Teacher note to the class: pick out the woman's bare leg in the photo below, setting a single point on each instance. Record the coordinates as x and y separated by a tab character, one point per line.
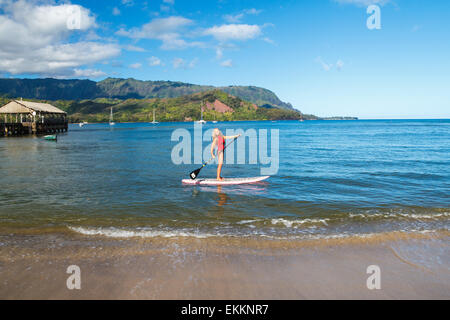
219	167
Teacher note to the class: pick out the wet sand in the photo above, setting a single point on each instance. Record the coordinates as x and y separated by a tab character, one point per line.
412	267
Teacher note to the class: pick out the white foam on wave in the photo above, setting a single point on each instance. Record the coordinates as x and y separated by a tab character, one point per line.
121	233
290	223
415	216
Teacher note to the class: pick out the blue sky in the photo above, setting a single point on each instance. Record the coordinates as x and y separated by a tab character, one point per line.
318	55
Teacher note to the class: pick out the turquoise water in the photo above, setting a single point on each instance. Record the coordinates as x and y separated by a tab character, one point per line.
335	178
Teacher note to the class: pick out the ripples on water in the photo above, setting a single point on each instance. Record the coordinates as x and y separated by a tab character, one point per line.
336	178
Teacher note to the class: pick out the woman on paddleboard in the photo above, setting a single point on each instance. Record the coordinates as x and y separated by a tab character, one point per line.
219	141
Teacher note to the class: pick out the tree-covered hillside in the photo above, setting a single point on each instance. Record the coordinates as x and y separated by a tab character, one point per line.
112	88
184	108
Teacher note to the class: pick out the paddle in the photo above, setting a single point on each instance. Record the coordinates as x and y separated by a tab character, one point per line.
194	174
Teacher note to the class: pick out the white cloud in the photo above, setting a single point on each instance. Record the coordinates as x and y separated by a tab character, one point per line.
239	32
154	61
236	18
35	37
363	3
135	65
135	48
166	30
233	18
252	11
227	63
329	66
116	11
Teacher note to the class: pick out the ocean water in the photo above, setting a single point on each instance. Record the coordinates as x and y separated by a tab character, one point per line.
335	179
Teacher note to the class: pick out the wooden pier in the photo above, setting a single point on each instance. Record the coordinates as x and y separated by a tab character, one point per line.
26	128
23	118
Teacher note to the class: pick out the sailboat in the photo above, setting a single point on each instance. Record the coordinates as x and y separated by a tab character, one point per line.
202	121
154	119
111	119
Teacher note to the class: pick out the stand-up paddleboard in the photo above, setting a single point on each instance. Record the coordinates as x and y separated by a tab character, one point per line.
225	182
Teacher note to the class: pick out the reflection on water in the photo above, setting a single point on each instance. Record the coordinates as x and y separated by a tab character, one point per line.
335	177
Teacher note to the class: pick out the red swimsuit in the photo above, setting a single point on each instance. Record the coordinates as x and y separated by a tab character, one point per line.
220	144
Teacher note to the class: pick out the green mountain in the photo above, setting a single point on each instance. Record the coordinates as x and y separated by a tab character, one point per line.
218	105
112	88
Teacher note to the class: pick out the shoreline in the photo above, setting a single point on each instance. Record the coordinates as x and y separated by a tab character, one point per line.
413	267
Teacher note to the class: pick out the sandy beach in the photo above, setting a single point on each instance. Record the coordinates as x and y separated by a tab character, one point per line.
412	267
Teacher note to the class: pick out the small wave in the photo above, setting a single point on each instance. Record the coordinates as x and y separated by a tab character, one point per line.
290	223
121	233
414	216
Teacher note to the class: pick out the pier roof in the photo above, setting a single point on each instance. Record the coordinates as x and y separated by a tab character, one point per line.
17	106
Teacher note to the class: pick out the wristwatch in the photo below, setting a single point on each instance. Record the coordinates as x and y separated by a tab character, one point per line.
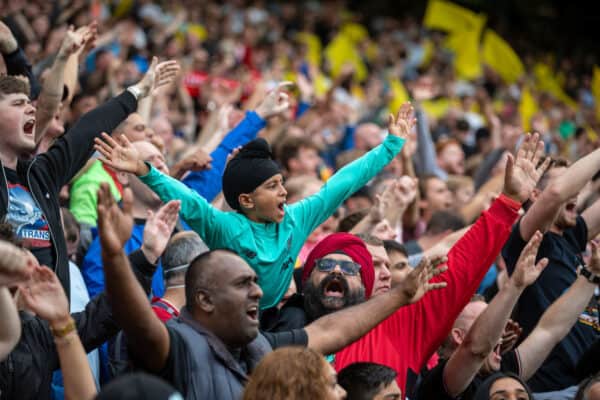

..........

Problem details: Report every line in the records above that contains the word "turquoise", copying each such line in full. Case counts.

Result for this exercise:
Teacher note to the class: pick out the turquoise water in the photo above, setting a single point on each instance. Record the coordinates as x and y separated by a tab character, one point per line.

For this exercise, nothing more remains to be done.